Dataset records
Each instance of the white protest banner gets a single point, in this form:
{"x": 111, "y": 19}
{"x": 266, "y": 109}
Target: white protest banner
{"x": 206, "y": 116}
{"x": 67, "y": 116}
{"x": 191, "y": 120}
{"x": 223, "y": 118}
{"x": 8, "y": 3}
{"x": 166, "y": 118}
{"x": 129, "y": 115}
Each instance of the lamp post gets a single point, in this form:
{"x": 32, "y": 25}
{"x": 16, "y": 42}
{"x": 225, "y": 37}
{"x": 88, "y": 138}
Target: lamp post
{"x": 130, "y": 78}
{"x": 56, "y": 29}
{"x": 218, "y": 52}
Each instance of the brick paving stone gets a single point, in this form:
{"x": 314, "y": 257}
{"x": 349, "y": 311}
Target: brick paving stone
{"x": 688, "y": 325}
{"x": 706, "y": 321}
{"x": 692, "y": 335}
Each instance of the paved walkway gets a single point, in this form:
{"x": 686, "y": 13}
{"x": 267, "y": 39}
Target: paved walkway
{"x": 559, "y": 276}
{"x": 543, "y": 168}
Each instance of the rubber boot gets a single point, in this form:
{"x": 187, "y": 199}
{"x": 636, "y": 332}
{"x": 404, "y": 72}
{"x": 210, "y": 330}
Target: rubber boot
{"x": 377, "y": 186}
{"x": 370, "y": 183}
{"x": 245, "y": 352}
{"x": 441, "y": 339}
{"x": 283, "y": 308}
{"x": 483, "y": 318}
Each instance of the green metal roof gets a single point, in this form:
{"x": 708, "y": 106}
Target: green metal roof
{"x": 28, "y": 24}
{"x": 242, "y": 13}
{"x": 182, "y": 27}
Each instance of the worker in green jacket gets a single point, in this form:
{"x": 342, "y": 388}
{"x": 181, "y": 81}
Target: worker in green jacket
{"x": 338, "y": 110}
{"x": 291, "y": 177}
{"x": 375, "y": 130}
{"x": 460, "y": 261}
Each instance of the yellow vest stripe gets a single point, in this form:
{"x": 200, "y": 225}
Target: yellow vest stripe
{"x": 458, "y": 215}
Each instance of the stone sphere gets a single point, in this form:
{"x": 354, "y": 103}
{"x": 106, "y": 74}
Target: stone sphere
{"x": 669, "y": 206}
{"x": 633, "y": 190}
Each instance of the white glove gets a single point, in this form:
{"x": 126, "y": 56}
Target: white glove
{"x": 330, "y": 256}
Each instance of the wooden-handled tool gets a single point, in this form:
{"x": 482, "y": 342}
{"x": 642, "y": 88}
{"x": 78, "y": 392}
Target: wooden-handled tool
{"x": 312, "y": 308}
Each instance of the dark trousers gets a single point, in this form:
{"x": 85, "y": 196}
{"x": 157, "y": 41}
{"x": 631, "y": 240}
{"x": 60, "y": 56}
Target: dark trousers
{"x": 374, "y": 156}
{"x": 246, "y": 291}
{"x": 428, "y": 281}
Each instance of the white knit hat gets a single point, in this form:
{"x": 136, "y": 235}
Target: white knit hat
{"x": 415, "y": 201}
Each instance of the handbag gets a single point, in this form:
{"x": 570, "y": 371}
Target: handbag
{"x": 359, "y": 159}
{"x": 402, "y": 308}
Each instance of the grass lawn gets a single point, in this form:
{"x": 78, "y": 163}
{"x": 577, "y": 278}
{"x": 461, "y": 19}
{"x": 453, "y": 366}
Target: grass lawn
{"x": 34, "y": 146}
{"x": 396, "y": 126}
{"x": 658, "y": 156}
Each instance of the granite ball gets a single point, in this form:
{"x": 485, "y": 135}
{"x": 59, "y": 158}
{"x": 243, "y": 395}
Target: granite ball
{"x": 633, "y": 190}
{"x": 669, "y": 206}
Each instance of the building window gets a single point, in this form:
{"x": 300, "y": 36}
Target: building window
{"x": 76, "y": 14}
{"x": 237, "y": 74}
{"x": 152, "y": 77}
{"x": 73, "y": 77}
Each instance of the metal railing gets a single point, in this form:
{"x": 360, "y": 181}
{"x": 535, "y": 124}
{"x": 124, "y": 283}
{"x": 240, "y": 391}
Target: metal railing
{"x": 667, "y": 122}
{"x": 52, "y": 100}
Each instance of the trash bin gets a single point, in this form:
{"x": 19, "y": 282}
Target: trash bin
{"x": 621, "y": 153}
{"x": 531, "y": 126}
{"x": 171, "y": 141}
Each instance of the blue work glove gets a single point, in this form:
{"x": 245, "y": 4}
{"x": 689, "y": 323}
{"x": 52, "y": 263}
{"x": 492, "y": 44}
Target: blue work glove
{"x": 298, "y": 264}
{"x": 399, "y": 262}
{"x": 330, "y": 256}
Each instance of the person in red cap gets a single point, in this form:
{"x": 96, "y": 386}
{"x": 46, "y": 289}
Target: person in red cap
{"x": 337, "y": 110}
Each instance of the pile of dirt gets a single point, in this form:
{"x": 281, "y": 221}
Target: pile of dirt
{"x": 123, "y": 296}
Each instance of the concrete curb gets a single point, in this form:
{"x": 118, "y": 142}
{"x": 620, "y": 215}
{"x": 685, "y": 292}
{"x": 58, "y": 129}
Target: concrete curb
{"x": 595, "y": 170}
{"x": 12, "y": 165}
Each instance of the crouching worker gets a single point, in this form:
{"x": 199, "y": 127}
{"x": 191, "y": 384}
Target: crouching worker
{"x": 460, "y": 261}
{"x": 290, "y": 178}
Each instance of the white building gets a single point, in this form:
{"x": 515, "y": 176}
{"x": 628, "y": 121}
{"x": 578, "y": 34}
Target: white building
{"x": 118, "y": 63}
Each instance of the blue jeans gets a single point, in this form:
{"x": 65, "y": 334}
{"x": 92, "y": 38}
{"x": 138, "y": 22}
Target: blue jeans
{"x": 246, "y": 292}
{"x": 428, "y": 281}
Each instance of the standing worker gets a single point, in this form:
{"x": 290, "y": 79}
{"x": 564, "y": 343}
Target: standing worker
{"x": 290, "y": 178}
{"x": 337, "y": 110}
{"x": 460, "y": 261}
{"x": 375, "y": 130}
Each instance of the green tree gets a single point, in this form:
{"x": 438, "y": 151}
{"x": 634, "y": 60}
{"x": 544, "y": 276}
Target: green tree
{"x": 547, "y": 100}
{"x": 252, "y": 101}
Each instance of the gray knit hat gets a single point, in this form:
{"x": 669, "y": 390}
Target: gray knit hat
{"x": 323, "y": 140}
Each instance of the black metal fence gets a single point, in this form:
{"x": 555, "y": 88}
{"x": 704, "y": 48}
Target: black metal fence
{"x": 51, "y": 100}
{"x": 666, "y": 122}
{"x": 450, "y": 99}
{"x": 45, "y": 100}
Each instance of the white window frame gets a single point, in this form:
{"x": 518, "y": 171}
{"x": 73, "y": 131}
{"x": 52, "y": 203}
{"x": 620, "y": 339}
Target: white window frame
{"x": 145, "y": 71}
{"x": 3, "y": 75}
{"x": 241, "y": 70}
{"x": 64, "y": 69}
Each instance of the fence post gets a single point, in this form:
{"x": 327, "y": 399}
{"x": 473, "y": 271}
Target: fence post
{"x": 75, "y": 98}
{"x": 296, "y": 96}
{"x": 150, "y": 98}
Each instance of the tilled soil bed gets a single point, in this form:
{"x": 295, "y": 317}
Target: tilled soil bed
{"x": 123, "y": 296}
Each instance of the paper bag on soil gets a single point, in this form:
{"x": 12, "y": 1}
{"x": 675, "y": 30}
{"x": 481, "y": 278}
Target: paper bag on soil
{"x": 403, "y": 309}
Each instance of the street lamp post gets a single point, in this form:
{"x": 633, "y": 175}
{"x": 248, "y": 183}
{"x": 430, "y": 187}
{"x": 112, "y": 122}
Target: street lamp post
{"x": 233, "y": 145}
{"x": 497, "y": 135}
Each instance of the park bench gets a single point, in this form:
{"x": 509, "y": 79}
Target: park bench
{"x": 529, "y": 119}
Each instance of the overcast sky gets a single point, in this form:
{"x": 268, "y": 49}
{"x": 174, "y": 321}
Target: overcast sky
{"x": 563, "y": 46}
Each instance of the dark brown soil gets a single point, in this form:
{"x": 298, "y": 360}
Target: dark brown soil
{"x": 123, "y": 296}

---

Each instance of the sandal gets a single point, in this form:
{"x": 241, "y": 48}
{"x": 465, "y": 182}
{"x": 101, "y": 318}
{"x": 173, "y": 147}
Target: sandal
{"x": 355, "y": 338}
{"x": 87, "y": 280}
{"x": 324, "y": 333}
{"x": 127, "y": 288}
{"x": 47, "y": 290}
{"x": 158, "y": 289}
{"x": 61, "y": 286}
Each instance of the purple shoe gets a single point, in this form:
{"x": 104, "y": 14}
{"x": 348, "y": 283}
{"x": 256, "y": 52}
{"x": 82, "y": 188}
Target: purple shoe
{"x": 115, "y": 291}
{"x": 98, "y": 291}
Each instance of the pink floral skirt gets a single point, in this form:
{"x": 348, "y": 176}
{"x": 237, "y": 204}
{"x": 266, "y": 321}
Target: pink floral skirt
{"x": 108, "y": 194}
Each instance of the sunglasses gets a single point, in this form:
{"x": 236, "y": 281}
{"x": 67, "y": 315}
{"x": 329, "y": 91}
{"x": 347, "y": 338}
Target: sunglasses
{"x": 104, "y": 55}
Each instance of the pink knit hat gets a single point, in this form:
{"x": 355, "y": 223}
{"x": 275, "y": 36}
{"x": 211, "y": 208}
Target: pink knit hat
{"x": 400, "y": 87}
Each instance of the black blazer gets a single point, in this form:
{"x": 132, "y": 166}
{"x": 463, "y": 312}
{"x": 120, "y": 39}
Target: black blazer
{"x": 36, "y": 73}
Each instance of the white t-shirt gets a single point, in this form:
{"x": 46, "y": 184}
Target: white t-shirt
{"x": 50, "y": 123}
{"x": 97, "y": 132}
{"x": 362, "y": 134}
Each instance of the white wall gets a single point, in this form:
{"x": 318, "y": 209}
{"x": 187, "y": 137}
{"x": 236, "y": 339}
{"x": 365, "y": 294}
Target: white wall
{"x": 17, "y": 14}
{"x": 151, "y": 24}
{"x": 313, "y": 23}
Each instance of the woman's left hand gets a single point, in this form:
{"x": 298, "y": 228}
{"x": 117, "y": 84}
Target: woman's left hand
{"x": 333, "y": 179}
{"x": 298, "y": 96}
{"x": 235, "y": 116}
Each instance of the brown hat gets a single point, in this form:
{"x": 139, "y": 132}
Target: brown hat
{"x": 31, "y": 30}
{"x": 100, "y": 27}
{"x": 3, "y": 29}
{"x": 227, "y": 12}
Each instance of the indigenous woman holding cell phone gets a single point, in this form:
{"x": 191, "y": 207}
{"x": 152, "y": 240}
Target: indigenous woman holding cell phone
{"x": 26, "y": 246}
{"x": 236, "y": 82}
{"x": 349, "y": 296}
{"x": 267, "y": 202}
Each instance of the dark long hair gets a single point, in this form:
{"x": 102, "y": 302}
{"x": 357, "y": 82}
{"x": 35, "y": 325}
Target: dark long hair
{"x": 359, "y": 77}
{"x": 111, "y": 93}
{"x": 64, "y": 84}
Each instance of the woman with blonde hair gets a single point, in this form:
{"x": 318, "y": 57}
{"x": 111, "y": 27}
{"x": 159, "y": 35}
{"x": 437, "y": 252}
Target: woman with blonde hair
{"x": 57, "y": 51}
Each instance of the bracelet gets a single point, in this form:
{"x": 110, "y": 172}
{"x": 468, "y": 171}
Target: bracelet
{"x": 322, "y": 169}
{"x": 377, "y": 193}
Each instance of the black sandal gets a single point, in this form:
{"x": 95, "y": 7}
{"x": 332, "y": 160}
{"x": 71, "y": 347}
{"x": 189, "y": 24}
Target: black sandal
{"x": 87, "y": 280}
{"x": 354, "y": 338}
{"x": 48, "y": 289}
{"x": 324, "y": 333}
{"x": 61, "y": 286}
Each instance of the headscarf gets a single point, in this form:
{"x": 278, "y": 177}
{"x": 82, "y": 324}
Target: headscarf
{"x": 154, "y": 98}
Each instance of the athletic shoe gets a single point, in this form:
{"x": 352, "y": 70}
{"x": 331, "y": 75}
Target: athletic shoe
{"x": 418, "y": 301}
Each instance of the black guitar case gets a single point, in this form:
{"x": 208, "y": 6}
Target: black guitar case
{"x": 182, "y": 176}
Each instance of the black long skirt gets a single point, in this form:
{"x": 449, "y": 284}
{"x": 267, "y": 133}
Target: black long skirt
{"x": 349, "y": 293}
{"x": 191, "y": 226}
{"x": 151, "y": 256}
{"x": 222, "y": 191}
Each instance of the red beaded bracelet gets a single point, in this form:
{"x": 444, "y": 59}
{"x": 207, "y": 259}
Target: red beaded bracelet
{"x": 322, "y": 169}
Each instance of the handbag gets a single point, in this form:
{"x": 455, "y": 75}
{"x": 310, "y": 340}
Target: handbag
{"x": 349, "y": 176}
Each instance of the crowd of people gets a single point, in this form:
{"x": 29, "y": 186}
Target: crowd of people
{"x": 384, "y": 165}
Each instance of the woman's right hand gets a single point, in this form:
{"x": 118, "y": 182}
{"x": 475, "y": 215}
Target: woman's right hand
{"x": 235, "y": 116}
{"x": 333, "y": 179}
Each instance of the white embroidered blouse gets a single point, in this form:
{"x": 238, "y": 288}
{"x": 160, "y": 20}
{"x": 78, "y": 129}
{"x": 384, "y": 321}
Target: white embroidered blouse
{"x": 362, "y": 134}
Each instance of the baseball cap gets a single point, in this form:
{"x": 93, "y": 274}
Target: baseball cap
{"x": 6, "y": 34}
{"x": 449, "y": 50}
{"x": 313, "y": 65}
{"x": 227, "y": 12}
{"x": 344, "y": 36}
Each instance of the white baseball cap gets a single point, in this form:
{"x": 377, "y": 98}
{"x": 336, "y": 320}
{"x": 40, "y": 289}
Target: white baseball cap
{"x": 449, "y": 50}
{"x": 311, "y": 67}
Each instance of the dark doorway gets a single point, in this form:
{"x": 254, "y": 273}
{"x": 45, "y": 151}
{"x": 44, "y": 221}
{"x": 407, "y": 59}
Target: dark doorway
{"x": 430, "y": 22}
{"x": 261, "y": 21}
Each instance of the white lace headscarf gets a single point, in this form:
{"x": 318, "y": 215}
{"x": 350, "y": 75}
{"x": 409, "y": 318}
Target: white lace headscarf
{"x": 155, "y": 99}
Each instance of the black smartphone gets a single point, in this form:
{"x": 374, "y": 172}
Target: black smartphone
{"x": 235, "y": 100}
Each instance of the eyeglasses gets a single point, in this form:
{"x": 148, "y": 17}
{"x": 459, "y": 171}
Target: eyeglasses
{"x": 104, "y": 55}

> _WORK INSTRUCTIONS_: Look back at the entries above and repeat, unchanged, every line from the line holding "Each instance of the white protest" through the line holding "Each instance of the wooden-handled".

> _PROBLEM SOLUTION_:
Each instance of the white protest banner gets a single point, in this form:
{"x": 111, "y": 19}
{"x": 266, "y": 109}
Target: white protest banner
{"x": 206, "y": 116}
{"x": 67, "y": 116}
{"x": 191, "y": 120}
{"x": 223, "y": 118}
{"x": 8, "y": 3}
{"x": 166, "y": 118}
{"x": 129, "y": 115}
Each instance of the lamp post gets a single point, in this form:
{"x": 32, "y": 25}
{"x": 16, "y": 42}
{"x": 225, "y": 37}
{"x": 88, "y": 138}
Target: lamp post
{"x": 130, "y": 78}
{"x": 56, "y": 29}
{"x": 218, "y": 52}
Each instance of the brick paving stone gets a single point, in this form:
{"x": 314, "y": 257}
{"x": 349, "y": 311}
Target: brick paving stone
{"x": 688, "y": 325}
{"x": 706, "y": 321}
{"x": 692, "y": 335}
Each instance of the paved walkway gets a single point, in this form:
{"x": 686, "y": 13}
{"x": 267, "y": 39}
Target: paved walkway
{"x": 559, "y": 276}
{"x": 543, "y": 168}
Each instance of the rubber boot gets a single point, in this form:
{"x": 187, "y": 199}
{"x": 636, "y": 332}
{"x": 404, "y": 72}
{"x": 210, "y": 330}
Target: rubber boot
{"x": 377, "y": 186}
{"x": 370, "y": 183}
{"x": 245, "y": 352}
{"x": 441, "y": 339}
{"x": 283, "y": 308}
{"x": 483, "y": 318}
Each instance of the green metal roof gets a single point, in this form:
{"x": 708, "y": 106}
Target: green metal roof
{"x": 28, "y": 24}
{"x": 242, "y": 13}
{"x": 182, "y": 27}
Each instance of the worker in green jacket gets a single point, in this form:
{"x": 342, "y": 388}
{"x": 181, "y": 81}
Target: worker in green jacket
{"x": 338, "y": 110}
{"x": 291, "y": 177}
{"x": 375, "y": 130}
{"x": 460, "y": 261}
Each instance of the yellow vest stripe gets a single point, in this form:
{"x": 200, "y": 225}
Target: yellow vest stripe
{"x": 458, "y": 215}
Each instance of the stone sphere gets a single point, in this form:
{"x": 354, "y": 103}
{"x": 106, "y": 74}
Target: stone sphere
{"x": 669, "y": 206}
{"x": 633, "y": 190}
Each instance of the white glove gets a single point, in this form:
{"x": 126, "y": 56}
Target: white glove
{"x": 330, "y": 256}
Each instance of the wooden-handled tool gets a single point, in this form:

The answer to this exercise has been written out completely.